▸ **Exercise description**
Edit the records below so that every occurrence of "place one point" becomes "mark a single point", and leave all other text as it is.

▸ **Given information**
╭──

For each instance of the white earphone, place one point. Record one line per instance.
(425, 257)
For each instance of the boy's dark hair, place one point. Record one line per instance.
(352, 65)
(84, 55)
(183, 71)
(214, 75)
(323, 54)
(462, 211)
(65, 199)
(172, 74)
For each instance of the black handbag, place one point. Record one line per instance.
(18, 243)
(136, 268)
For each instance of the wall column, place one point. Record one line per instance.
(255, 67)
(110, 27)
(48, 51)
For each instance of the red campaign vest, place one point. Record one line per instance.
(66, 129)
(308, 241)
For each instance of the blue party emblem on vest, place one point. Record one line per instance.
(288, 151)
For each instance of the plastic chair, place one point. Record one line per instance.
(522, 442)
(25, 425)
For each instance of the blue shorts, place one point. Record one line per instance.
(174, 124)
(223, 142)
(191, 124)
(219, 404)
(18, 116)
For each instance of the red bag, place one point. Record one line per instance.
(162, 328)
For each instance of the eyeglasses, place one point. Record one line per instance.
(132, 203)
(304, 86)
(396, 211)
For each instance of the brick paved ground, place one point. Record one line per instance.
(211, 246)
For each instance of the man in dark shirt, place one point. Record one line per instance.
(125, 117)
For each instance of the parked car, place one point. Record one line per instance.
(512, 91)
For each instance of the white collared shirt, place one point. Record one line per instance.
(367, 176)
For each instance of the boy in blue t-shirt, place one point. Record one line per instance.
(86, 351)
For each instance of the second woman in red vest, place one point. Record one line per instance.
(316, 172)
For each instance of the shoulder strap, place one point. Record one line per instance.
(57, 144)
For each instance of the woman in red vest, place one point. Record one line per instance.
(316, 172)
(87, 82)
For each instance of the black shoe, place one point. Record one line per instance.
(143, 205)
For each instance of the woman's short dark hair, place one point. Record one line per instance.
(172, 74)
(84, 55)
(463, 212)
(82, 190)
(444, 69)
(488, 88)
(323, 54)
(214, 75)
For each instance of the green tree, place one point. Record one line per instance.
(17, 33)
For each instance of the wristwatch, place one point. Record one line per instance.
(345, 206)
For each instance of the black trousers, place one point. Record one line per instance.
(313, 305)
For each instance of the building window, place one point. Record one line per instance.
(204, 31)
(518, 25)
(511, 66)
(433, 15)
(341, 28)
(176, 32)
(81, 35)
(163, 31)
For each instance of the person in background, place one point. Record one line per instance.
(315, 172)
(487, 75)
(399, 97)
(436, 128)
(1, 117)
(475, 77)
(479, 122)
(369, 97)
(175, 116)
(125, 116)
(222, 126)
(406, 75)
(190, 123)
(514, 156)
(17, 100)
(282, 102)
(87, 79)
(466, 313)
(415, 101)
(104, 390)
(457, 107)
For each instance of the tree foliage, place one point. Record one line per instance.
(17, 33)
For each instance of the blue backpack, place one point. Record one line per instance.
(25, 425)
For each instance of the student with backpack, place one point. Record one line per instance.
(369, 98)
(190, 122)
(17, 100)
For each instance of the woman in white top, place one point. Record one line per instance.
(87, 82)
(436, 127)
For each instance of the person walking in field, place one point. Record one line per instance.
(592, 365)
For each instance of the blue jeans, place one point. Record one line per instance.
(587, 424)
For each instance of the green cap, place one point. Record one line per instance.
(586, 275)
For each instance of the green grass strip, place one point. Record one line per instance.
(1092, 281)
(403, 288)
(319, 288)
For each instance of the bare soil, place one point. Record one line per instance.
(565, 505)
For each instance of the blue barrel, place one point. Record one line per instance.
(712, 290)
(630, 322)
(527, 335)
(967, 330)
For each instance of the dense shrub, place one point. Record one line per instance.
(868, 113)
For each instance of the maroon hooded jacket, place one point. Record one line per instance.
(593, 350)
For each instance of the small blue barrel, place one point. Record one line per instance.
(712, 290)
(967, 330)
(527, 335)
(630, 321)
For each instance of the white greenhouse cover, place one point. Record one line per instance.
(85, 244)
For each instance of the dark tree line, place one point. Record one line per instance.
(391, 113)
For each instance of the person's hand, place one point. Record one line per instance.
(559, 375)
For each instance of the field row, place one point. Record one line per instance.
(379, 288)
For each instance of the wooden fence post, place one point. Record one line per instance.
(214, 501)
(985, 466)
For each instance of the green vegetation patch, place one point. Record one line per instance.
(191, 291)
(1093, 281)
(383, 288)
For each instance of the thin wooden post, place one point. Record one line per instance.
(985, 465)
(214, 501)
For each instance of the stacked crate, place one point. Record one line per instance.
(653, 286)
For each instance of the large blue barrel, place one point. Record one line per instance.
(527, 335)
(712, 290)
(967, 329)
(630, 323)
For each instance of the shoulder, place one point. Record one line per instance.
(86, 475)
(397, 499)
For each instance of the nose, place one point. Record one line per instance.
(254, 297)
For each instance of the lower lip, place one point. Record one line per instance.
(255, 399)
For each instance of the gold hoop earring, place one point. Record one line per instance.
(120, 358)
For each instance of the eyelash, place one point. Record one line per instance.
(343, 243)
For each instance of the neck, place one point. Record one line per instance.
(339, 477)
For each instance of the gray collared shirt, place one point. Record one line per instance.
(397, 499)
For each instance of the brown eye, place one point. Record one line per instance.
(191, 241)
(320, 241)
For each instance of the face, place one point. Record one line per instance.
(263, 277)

╰──

▸ **Output of the task**
For each instance of the white earphone, mark a single point. Record one line per instance.
(425, 257)
For each instance of the boy's dark hair, mark a single point. Record one line per instance.
(352, 65)
(84, 55)
(183, 71)
(214, 75)
(323, 54)
(462, 211)
(65, 199)
(172, 74)
For each instance of the black handbag, mark a single point. Record one line per instance.
(18, 243)
(136, 268)
For each instance of the wall column, mark a single point. Record one line per instance.
(255, 67)
(110, 27)
(48, 51)
For each instance of the red campaign vest, mark a single point. Record one line per instance.
(66, 129)
(308, 241)
For each instance of the blue party emblem on vest, mark a single point. Record one line per instance.
(288, 151)
For each instance of the plastic chair, mark a single point. Record one line per instance.
(522, 442)
(25, 425)
For each instance of the blue shorts, mark a single point. Record one line per instance.
(174, 124)
(223, 142)
(191, 124)
(219, 404)
(18, 116)
For each instance of the red bag, mark a single point. Record one line per instance.
(162, 328)
For each instance of the eyeglasses, mark a single point. Record one line per instance.
(132, 203)
(304, 86)
(396, 211)
For each instance of the brick paved ground, mark a single point. Record one line per instance.
(211, 246)
For each instance of the man in dark shirt, mark a single point. Record one line per instance.
(125, 117)
For each instance of the parked car, mark a single point. Record one line per instance.
(512, 91)
For each instance of the white collared shirt, mark a single point. Record one line per instance.
(367, 176)
For each instance of the boy in blue t-shirt, mark a single point. Record one line per instance.
(86, 351)
For each instance of the second woman in red vest, mark a single point. Record one line per instance.
(316, 172)
For each instance of the shoulder strap, mark a single point. Record one line per instance.
(57, 144)
For each instance of the woman in red vest, mark a single point. Record one line per instance.
(316, 172)
(87, 82)
For each instance of the black shoe, mark a single point. Record one line per instance.
(143, 205)
For each instance of the woman's short dark hair, mark a single point. Record one line per instance.
(172, 74)
(84, 55)
(463, 212)
(82, 190)
(444, 69)
(488, 88)
(323, 54)
(214, 75)
For each instance of the green tree, mark a single point. Record one line per instance.
(17, 33)
For each instance of the wristwatch, mark a single point. Record one line per instance.
(345, 206)
For each instance of the black trousers, mark a single point. Record one line per instance.
(313, 305)
For each instance of the building window, mark a single point. Record one line per instance.
(204, 31)
(518, 25)
(511, 66)
(433, 15)
(341, 28)
(176, 32)
(81, 35)
(163, 31)
For each instance of the person in background, mark a single point. Record one line per instance.
(315, 172)
(487, 75)
(399, 97)
(436, 128)
(1, 117)
(475, 77)
(479, 122)
(369, 97)
(175, 116)
(125, 116)
(222, 126)
(406, 75)
(190, 123)
(514, 156)
(17, 100)
(282, 102)
(87, 79)
(466, 313)
(415, 101)
(104, 390)
(457, 107)
For each instance of the tree foliage, mark a single point. Record one line per instance.
(17, 33)
For each instance of the blue backpack, mark a single point. Record one line per instance.
(25, 425)
For each instance of the student with backpack, mark a single point. Record one line per instance.
(369, 98)
(190, 122)
(17, 100)
For each instance of the woman in white top, mark a single point. Record one line per instance.
(87, 82)
(436, 127)
For each instance of the person walking in field, mark a single point. Record one line per instance.
(592, 365)
For each instance of the blue jeans, mark a single point. Record one line per instance.
(587, 424)
For each instance of the green cap, mark a single point. Record one line per instance.
(586, 275)
For each instance of the green grass strip, mark a single point. Record one line per instance.
(1092, 281)
(403, 288)
(319, 288)
For each instance of the bare soil, mark a single point. Record one line per instance.
(565, 505)
For each instance of the blue barrel, mark a single point. Record one line per instance.
(712, 290)
(630, 322)
(527, 335)
(967, 330)
For each instance of the dense shrub, mark a single point. Record one line per instance.
(868, 113)
For each instance of the maroon hooded jacket, mark a single point. Record one line per instance.
(593, 350)
For each instance of the small blue barrel, mark a single point. Record one line per instance.
(712, 290)
(967, 330)
(527, 335)
(630, 321)
For each instance of the white greenhouse cover, mark a single point. Record one line per instance.
(85, 244)
For each instance of the dark tree line, mark a single point. Record one line per instance.
(391, 113)
For each instance of the person's hand, mark a single point. Record one line per instance.
(559, 375)
For each instance of the field row, mark a single point. Record one line per instance.
(379, 288)
For each instance of the wooden fence post, mark a single point. Record one line per instance.
(214, 501)
(985, 466)
For each instance of the green vegetation patch, mark a single point. Record one line per instance.
(191, 291)
(1093, 281)
(383, 288)
For each instance of the thin wooden post, mark a single point. Record one line per instance.
(985, 465)
(214, 501)
For each instance of the stacked crate, mark a single point. Record one line per instance.
(653, 286)
For each instance of the large blue barrel, mark a single point. Record one line per instance.
(527, 335)
(712, 290)
(967, 329)
(630, 323)
For each instance of the shoulder, mark a single point. Record one line per instance.
(86, 475)
(397, 499)
For each instance of the nose, mark a single point. Record one line per instance.
(254, 297)
For each instance of the lower lip, mark a single point. Record one line per instance.
(255, 399)
For each instance of the gold hoop earring, mark a single point. Record one line per instance.
(120, 358)
For each instance of the eyelash, mark a single point. Record one line per instance.
(343, 243)
For each instance of the neck, mark a single point. Record one line per instance.
(339, 477)
For each instance of the gray collared shirt, mark a single point. Record one line per instance.
(397, 499)
For each instance of the brown eye, mark a single point. Record one line per instance.
(191, 241)
(320, 241)
For each instance of the face, mark a single point. Record one line per instance.
(263, 277)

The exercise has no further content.